Job → Identify the line in which "point_to MUST return one point per instance of the low-rise" appears, then reproduce that line and all remaining lines of the records word for word.

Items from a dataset
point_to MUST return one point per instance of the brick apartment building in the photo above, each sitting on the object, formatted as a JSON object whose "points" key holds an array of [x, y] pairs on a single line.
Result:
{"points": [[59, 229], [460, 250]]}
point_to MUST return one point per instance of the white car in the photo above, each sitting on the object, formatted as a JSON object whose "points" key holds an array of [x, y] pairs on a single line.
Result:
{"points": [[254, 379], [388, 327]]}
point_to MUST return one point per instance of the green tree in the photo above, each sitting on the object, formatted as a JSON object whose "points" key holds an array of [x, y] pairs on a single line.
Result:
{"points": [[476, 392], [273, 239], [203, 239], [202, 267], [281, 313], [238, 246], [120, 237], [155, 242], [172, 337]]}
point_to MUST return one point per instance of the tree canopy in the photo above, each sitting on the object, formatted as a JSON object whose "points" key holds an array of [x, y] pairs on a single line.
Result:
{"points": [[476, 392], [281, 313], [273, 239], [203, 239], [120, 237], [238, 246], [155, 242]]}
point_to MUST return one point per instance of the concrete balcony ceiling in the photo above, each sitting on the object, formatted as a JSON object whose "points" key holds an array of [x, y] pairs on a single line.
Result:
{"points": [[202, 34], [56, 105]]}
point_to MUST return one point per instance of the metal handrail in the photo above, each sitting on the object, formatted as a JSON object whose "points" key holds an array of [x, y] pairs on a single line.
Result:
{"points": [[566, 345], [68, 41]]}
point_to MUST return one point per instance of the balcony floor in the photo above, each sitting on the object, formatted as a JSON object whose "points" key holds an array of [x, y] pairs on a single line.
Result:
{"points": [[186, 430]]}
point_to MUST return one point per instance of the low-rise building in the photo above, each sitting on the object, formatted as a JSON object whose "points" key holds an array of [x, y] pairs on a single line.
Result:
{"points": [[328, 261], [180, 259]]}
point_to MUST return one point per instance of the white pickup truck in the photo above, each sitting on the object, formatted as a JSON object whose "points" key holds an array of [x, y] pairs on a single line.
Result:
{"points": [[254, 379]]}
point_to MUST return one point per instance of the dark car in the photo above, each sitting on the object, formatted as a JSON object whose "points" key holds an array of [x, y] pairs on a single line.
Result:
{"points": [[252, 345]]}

Answer to the exercise →
point_to MUST return one point per instance of the low-rise building in the photo above, each sitting on the object, formatted as a JSON object whose "points" key holds an array of [x, y] pairs on a single line.
Result:
{"points": [[328, 261], [180, 259]]}
point_to MUST return one point per instance of the white pickup truck in the photo above, each sitting on the object, formatted as a JSON object whose "points" key holds an array of [x, y] pairs on a single line.
Result:
{"points": [[254, 379]]}
point_to MUST return one point per instance of the dark car in the photo above, each sitting on the object, formatted as a JSON object whose "points" key holds an array of [x, y] pairs on a single line.
Result:
{"points": [[252, 345]]}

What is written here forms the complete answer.